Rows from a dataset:
____
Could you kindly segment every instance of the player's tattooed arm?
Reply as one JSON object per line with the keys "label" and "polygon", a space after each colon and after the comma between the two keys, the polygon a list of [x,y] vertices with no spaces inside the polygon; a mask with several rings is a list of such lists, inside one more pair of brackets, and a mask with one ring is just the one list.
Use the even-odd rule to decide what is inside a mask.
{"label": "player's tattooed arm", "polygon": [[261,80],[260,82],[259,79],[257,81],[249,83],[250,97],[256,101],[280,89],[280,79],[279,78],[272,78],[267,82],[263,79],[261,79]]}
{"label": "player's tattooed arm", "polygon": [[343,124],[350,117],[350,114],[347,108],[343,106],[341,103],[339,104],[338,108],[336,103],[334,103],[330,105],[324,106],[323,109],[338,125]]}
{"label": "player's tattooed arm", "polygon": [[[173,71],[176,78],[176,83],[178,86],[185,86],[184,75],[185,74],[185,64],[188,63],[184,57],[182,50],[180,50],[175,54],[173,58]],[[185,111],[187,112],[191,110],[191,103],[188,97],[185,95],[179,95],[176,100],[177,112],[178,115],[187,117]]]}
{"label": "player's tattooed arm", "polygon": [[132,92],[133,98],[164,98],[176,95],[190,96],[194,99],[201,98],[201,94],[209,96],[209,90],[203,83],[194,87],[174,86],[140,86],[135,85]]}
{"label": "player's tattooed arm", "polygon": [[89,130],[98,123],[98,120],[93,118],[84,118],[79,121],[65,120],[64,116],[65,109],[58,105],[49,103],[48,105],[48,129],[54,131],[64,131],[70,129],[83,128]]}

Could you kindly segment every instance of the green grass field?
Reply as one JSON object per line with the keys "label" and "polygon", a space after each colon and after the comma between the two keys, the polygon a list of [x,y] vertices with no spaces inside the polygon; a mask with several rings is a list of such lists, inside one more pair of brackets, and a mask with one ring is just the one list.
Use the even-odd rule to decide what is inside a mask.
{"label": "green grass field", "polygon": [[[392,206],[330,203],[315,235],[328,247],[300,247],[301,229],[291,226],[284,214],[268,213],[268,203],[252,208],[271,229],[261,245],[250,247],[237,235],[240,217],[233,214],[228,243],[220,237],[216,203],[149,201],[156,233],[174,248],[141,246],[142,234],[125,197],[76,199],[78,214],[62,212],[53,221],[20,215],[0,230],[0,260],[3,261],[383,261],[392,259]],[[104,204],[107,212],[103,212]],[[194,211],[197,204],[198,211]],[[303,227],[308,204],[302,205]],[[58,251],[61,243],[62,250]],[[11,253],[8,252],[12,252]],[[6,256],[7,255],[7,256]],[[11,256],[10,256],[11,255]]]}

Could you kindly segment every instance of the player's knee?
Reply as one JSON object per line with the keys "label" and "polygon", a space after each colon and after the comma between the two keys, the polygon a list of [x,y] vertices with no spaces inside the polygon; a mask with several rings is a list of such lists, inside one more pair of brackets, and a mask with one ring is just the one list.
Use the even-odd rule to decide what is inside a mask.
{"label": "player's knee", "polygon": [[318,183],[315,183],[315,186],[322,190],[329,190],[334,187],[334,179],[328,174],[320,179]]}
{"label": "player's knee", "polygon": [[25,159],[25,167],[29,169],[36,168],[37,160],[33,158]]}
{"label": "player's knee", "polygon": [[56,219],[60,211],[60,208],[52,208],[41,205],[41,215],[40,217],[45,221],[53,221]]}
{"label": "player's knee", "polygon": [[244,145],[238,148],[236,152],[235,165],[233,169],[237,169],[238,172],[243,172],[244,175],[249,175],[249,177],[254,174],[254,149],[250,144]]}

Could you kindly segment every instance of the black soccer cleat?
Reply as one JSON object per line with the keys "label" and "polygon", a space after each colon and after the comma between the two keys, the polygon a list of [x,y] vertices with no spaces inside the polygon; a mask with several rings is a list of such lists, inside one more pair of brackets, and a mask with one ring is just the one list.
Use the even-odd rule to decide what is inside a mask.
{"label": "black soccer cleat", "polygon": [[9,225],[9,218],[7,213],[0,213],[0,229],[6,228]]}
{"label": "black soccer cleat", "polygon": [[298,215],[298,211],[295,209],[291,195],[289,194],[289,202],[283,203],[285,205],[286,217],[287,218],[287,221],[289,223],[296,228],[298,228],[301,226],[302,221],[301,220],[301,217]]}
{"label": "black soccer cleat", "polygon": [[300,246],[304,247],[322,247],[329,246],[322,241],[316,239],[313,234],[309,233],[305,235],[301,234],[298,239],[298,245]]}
____
GIVEN PROBLEM: Pick out every line of the records above that contains the string "instance", and copy each one. Case counts.

FULL SOLUTION:
Could you kindly segment every instance of the player's tattooed arm?
Could you kindly segment every instance of the green grass field?
Could you kindly segment every instance of the player's knee?
Could you kindly segment every instance of the black soccer cleat?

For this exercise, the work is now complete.